TASK INSTRUCTIONS
Each record should be retyped word for word.

**********

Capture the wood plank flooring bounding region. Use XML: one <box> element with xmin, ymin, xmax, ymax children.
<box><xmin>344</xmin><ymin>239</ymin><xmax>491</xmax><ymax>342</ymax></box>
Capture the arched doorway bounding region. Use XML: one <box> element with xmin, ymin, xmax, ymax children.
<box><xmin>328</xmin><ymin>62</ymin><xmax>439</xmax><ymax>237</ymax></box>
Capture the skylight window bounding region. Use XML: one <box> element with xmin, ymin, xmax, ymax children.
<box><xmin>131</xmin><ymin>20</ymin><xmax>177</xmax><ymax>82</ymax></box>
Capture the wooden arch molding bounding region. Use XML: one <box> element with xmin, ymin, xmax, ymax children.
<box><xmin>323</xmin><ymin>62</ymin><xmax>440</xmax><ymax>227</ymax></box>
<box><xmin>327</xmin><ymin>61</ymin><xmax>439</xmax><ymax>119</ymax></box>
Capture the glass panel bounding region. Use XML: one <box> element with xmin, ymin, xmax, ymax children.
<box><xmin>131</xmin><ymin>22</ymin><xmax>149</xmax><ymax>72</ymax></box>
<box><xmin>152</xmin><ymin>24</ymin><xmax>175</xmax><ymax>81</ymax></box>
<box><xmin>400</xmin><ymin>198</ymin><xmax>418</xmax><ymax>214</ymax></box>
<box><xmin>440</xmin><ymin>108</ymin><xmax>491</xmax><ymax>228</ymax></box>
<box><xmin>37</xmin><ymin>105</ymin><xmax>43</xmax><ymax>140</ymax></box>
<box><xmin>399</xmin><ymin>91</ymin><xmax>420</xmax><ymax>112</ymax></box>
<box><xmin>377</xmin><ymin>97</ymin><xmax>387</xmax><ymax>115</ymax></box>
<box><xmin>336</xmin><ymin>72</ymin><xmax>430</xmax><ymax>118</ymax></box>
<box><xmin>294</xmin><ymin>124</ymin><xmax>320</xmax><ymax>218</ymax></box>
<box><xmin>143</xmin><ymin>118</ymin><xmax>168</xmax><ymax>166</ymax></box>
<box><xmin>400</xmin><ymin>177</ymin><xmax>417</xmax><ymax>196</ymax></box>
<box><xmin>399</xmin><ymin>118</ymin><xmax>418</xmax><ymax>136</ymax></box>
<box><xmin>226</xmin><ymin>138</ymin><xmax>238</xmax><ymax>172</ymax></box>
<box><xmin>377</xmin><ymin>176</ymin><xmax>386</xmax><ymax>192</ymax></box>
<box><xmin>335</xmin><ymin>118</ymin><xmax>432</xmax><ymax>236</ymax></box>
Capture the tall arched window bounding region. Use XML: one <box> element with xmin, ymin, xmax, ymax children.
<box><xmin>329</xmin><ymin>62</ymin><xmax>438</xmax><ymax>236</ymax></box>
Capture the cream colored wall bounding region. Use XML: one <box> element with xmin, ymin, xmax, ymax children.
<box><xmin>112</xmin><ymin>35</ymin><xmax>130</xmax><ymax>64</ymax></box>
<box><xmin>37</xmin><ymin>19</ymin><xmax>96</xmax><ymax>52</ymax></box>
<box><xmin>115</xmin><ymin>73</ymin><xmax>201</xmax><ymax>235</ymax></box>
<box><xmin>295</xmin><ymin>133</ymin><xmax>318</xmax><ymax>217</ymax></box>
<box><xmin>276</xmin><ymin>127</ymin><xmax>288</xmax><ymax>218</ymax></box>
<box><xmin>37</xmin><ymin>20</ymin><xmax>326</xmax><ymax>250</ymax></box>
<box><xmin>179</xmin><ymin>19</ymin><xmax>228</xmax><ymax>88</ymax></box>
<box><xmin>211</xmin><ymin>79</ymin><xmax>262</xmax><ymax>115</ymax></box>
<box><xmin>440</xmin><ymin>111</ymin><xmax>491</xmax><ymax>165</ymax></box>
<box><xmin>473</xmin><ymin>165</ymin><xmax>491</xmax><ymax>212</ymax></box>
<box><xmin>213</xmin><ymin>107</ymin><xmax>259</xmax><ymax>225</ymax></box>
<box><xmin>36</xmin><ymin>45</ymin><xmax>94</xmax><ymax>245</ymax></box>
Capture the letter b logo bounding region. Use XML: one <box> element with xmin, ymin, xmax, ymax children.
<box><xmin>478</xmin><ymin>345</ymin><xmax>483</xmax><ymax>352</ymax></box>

**********

EXERCISE RESULT
Capture the wood plank flooring bounding region. Use XML: one <box> element with xmin, ymin, xmax, ymax children.
<box><xmin>344</xmin><ymin>239</ymin><xmax>491</xmax><ymax>342</ymax></box>
Capture the arched doorway bounding region. Use XML: one <box> element with xmin, ymin, xmax, ymax children.
<box><xmin>328</xmin><ymin>62</ymin><xmax>439</xmax><ymax>237</ymax></box>
Capture the skylight window bounding region. Use XML: one <box> element with xmin, ymin, xmax, ymax children.
<box><xmin>131</xmin><ymin>20</ymin><xmax>177</xmax><ymax>82</ymax></box>
Capture the wooden arch molding bounding region. Use XML: one <box> element with xmin, ymin, xmax, ymax children.
<box><xmin>323</xmin><ymin>62</ymin><xmax>440</xmax><ymax>227</ymax></box>
<box><xmin>327</xmin><ymin>61</ymin><xmax>439</xmax><ymax>119</ymax></box>
Capture the glass panel bounding region. Use XML: one <box> element with xmin, ymin, xmax, ymax children.
<box><xmin>131</xmin><ymin>22</ymin><xmax>149</xmax><ymax>72</ymax></box>
<box><xmin>152</xmin><ymin>24</ymin><xmax>175</xmax><ymax>81</ymax></box>
<box><xmin>400</xmin><ymin>198</ymin><xmax>418</xmax><ymax>214</ymax></box>
<box><xmin>440</xmin><ymin>108</ymin><xmax>491</xmax><ymax>228</ymax></box>
<box><xmin>37</xmin><ymin>105</ymin><xmax>43</xmax><ymax>140</ymax></box>
<box><xmin>399</xmin><ymin>91</ymin><xmax>420</xmax><ymax>112</ymax></box>
<box><xmin>377</xmin><ymin>97</ymin><xmax>387</xmax><ymax>115</ymax></box>
<box><xmin>336</xmin><ymin>72</ymin><xmax>430</xmax><ymax>118</ymax></box>
<box><xmin>294</xmin><ymin>124</ymin><xmax>320</xmax><ymax>218</ymax></box>
<box><xmin>143</xmin><ymin>118</ymin><xmax>168</xmax><ymax>166</ymax></box>
<box><xmin>400</xmin><ymin>177</ymin><xmax>417</xmax><ymax>196</ymax></box>
<box><xmin>399</xmin><ymin>118</ymin><xmax>418</xmax><ymax>136</ymax></box>
<box><xmin>226</xmin><ymin>138</ymin><xmax>238</xmax><ymax>172</ymax></box>
<box><xmin>377</xmin><ymin>176</ymin><xmax>386</xmax><ymax>192</ymax></box>
<box><xmin>335</xmin><ymin>118</ymin><xmax>432</xmax><ymax>236</ymax></box>
Capture the tall arched window bounding region. Use XML: one <box> element with xmin, ymin, xmax, ymax children.
<box><xmin>329</xmin><ymin>62</ymin><xmax>438</xmax><ymax>236</ymax></box>
Capture the cream colored wall bounding region. Use XML: one <box> element with xmin, ymin, xmax, ymax children.
<box><xmin>112</xmin><ymin>35</ymin><xmax>130</xmax><ymax>64</ymax></box>
<box><xmin>37</xmin><ymin>19</ymin><xmax>96</xmax><ymax>52</ymax></box>
<box><xmin>115</xmin><ymin>73</ymin><xmax>201</xmax><ymax>235</ymax></box>
<box><xmin>295</xmin><ymin>133</ymin><xmax>318</xmax><ymax>217</ymax></box>
<box><xmin>276</xmin><ymin>127</ymin><xmax>288</xmax><ymax>218</ymax></box>
<box><xmin>37</xmin><ymin>20</ymin><xmax>326</xmax><ymax>250</ymax></box>
<box><xmin>179</xmin><ymin>19</ymin><xmax>228</xmax><ymax>88</ymax></box>
<box><xmin>211</xmin><ymin>79</ymin><xmax>262</xmax><ymax>115</ymax></box>
<box><xmin>440</xmin><ymin>111</ymin><xmax>491</xmax><ymax>165</ymax></box>
<box><xmin>473</xmin><ymin>165</ymin><xmax>491</xmax><ymax>212</ymax></box>
<box><xmin>213</xmin><ymin>107</ymin><xmax>259</xmax><ymax>225</ymax></box>
<box><xmin>36</xmin><ymin>45</ymin><xmax>94</xmax><ymax>245</ymax></box>
Capture the letter b logo bounding region. Use XML: one <box> element with xmin, ymin, xmax, ymax children.
<box><xmin>478</xmin><ymin>345</ymin><xmax>483</xmax><ymax>352</ymax></box>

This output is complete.